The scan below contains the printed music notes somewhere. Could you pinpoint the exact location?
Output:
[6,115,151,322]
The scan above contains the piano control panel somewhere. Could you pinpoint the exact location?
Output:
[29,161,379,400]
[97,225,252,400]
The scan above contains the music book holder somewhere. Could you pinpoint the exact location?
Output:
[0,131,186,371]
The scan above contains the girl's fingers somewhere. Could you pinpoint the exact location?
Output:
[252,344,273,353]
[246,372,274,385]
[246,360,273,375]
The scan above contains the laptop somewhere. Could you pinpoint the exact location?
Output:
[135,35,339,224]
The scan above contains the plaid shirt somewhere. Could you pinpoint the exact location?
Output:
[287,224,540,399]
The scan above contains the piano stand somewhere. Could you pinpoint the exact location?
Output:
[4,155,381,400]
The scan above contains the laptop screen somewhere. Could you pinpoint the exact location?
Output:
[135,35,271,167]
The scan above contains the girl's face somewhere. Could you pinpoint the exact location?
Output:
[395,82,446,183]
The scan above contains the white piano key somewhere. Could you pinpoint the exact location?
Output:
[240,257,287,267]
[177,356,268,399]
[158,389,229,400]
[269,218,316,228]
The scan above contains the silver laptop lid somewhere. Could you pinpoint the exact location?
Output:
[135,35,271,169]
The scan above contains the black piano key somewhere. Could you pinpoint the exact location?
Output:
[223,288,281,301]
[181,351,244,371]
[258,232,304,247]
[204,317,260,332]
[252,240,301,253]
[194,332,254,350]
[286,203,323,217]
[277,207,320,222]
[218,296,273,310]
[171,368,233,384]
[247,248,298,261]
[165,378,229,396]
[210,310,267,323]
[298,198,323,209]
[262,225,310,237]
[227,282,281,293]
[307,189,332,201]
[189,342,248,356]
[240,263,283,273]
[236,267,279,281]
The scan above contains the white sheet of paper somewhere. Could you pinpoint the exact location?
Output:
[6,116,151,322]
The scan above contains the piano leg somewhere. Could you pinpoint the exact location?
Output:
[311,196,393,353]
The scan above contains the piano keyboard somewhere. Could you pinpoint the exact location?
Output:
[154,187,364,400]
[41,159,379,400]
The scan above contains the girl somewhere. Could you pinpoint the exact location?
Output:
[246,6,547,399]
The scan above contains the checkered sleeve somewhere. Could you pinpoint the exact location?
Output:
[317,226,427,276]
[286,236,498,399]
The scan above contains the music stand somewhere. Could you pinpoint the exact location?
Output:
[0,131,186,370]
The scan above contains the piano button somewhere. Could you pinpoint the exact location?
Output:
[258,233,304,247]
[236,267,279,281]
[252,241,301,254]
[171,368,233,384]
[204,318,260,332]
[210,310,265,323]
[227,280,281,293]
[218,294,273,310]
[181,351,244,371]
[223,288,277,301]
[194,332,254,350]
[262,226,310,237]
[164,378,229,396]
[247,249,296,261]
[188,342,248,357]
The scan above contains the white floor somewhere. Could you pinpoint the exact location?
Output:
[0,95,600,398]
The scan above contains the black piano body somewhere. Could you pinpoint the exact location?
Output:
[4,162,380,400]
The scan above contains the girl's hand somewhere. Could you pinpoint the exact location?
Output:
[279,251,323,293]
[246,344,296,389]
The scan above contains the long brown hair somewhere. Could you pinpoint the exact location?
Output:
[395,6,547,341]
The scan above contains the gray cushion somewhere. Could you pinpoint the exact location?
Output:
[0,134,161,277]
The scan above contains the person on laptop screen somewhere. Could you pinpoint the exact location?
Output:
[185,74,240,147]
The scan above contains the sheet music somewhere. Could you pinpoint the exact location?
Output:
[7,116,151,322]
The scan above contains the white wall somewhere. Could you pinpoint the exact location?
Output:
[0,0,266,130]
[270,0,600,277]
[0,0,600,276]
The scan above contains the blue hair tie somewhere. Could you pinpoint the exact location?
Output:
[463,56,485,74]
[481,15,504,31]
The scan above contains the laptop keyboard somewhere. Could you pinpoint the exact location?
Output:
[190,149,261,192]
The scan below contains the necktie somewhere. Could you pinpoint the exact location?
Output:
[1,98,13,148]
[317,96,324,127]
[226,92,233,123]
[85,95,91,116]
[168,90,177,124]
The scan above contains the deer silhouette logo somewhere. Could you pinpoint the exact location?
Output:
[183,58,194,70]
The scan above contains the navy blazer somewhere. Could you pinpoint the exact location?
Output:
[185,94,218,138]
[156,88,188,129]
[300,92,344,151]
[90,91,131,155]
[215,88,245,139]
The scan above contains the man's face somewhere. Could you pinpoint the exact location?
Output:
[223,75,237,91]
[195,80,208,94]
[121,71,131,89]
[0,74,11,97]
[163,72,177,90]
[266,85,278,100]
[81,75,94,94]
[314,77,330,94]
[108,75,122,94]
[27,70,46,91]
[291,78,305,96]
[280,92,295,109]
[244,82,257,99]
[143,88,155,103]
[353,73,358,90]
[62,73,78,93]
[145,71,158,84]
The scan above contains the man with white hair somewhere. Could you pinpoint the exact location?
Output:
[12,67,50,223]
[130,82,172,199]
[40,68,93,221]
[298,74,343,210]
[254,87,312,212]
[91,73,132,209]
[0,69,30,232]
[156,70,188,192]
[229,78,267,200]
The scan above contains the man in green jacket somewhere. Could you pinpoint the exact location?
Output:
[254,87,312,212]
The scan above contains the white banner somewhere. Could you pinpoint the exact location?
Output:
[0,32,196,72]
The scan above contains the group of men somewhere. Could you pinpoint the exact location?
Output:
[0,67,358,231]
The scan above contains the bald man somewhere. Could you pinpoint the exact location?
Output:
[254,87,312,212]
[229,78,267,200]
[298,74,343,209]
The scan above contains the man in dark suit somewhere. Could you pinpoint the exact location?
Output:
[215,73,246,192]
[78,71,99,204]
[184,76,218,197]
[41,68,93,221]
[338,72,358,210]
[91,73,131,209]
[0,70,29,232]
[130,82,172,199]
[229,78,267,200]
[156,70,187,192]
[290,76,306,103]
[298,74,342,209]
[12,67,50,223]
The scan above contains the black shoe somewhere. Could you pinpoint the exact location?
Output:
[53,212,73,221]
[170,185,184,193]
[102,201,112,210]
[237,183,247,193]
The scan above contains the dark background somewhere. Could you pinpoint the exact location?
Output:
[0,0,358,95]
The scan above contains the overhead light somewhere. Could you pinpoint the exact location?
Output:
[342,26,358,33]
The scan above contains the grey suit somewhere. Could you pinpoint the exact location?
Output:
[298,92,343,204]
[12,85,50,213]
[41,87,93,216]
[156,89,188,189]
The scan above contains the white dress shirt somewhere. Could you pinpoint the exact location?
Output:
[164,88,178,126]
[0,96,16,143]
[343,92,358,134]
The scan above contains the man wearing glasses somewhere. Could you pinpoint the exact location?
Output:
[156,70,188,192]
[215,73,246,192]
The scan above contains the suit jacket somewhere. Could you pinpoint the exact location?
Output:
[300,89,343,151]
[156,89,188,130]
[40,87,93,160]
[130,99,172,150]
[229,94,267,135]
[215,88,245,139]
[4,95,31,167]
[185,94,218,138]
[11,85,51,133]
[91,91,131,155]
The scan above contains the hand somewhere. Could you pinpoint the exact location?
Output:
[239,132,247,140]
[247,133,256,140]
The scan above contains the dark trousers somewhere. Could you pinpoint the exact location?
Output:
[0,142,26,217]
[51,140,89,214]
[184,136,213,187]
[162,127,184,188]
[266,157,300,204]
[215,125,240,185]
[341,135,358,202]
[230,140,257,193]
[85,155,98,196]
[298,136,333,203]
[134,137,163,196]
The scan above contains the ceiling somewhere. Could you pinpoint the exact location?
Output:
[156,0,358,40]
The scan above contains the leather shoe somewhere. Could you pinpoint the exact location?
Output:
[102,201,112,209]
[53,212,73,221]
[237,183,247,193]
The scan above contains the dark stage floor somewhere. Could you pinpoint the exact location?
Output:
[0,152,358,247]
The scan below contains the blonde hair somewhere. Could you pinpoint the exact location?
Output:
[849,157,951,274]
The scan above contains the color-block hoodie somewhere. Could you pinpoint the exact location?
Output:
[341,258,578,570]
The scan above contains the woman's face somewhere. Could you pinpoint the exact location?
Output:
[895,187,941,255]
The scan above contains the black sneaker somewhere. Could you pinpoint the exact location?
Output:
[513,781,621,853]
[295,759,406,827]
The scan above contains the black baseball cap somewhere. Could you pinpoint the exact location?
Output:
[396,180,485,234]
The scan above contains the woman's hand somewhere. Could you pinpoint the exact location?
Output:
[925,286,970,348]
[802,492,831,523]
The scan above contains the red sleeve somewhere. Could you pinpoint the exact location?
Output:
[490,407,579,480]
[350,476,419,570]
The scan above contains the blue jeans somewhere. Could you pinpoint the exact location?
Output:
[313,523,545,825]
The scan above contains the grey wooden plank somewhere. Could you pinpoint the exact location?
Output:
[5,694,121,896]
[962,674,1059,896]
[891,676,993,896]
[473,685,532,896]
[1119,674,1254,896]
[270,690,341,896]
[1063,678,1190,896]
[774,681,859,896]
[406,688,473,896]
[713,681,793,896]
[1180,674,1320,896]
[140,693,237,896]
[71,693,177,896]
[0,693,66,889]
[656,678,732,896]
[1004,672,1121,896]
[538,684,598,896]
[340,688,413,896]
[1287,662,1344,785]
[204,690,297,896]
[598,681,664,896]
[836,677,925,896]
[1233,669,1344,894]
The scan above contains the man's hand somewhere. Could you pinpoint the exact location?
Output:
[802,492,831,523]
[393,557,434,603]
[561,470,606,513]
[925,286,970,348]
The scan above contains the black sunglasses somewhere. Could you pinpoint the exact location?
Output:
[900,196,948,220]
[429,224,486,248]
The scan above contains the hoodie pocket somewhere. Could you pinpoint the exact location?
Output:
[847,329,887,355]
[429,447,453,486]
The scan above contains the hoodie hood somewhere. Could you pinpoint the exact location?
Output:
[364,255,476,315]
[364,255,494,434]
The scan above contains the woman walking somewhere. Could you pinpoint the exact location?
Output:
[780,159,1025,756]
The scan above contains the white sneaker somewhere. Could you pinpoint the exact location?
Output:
☆ ☆ ☆ ☆ ☆
▸ INSTRUCTIONS TO FOLLOW
Reproduce the records starting at the line containing "The scan above contains the white dress" and ending at the line containing "[156,0,358,40]", replacing "dark trousers" with "black trousers" and leaving everything else unchanged.

▸ ANSWER
The scan above contains the white dress shirt somewhere. Could you pinpoint the exact location?
Output:
[164,88,178,126]
[0,96,16,143]
[343,92,358,134]
The scan above contains the man wearing glasses somewhere. Could you pinpoint the exact location?
Output:
[156,70,188,192]
[215,73,246,192]
The scan above contains the suit jacket somewhere. Could you pinpoint the exact location?
Output:
[300,89,343,151]
[156,89,188,130]
[40,87,93,160]
[130,99,172,150]
[229,94,267,135]
[215,88,245,139]
[4,95,31,167]
[185,94,218,138]
[11,85,51,133]
[91,91,131,155]
The scan above contains the hand somewhere. Could you pinpoint the exact location?
Output:
[239,132,247,140]
[247,133,256,140]
The scan above contains the black trousers somewhere. Could you pinpoint the exact location?
Output:
[0,142,26,217]
[51,140,89,214]
[184,136,213,187]
[162,127,184,188]
[266,157,300,204]
[215,125,240,185]
[341,135,358,202]
[230,140,257,193]
[85,155,98,196]
[298,136,333,203]
[134,137,163,196]
The scan above contains the ceiling somewhere. Could you pinpoint the exact location?
Output:
[156,0,358,40]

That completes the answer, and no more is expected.